À FAIRE
1. Répondez à ces questions sur le texte consacré à Gaston Balande :
(a) Dans quelle ville Gaston Balande est-il né ?
(b) En quelle année sa mère épouse-t-elle Fernand Balande ?
(c) Quel prix remporte-t-il à l'école primaire ?
2. Poursuivez le texte sur Gaston Balande après sa dernière phrase.

Gaston Balande (1880-1971) – le dernier peintre naturaliste d’Etaples

Gaston Balande a une histoire familiale mouvementée. Ses grands-parents, qui tiennent l’hôtel de la Gare à Saujon, apprennent que leur fille a une liaison avec le chef de gare, Amédée Reynaud, marié et déjà père d’un enfant. Enceinte, elle s’enfuit avec son amant à Madrid où elle accouche de Gaston, le 31 mai 1880. Bien plus tard, en 1891, elle se marie avec Fernand Balande qui donnera son nom à Gaston. Le jeune garçon n’a pas une enfance heureuse et se réfugie souvent dans le dessin. Gaston Balande développe son talent artistique de manière autodidacte en s’inspirant des gravures et des chromolithographies exposées sur les étals du marché de Saujon. Ses compétences en dessin s’améliorent rapidement, et il remporte même le premier prix de dessin à l’école primaire. Après son certificat d’études, il travaille chez un carrossier puis un peintre décorateur à La Tremblade.

ENREGISTREMENTS FOURNIS
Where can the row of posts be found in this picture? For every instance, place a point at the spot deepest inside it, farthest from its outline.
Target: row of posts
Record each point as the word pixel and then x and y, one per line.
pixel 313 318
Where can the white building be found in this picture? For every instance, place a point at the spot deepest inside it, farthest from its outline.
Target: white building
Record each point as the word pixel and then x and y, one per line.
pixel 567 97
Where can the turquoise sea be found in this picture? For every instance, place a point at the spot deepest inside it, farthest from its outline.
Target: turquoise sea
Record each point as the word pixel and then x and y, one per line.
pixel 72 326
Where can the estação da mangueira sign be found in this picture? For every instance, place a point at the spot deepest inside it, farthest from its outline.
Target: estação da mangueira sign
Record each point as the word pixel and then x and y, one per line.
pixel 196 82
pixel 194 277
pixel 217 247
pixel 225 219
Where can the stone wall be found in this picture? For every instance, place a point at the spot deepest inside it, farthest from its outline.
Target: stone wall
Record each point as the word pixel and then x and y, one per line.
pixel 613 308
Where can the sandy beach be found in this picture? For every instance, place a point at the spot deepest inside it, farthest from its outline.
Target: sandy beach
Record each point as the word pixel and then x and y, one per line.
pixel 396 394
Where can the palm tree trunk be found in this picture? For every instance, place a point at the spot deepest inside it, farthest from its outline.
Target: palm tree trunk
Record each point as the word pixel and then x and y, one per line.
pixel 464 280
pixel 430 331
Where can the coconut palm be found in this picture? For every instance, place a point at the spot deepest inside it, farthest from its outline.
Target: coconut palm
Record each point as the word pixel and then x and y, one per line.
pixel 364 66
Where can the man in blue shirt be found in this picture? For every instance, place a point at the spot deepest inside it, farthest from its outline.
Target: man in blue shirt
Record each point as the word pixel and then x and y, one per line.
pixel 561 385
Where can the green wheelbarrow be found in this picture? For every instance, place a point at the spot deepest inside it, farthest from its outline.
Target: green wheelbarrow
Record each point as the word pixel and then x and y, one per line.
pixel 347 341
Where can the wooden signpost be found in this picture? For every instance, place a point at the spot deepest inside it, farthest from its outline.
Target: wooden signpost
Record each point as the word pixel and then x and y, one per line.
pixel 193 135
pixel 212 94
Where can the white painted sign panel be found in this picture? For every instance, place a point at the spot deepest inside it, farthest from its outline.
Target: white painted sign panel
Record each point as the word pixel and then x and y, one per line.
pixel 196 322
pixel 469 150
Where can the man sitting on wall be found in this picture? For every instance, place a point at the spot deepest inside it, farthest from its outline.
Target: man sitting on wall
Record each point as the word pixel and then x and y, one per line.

RÉPONSES PAR CONSIGNE
1.
(a) Madrid
(b) 1891
(c) Le premier prix de dessin

2.
En 1898, il intègre l’atelier d’un restaurateur de cadres et de tableaux anciens à Cholet, où il y reçoit ses premières notions en art et en peinture. Il décide alors de persévérer dans cette voie. Contraint par sa précarité, Gaston Balande doit enchaîner des emplois temporaires au détriment de sa formation artistique. Cependant tout change, lorsqu’en 1900, Alfred Coutureaud, abbé de Royan et peintre amateur, intervient et lui présente son ancien professeur, Henri Harpignies (1819-1916). Cette rencontre se déroule à Paris, lors de l’Exposition universelle de 1900. Élève de Corot et membre éminent de l’École de Barbizon, Harpignies termine sa carrière prolifique. Très influent, il rédige une lettre de recommandation pour Gaston Balande, à l’attention du directeur de l’École des Beaux-arts de Paris, afin qu’il puisse intégrer les cours et améliorer ses compétences en dessin.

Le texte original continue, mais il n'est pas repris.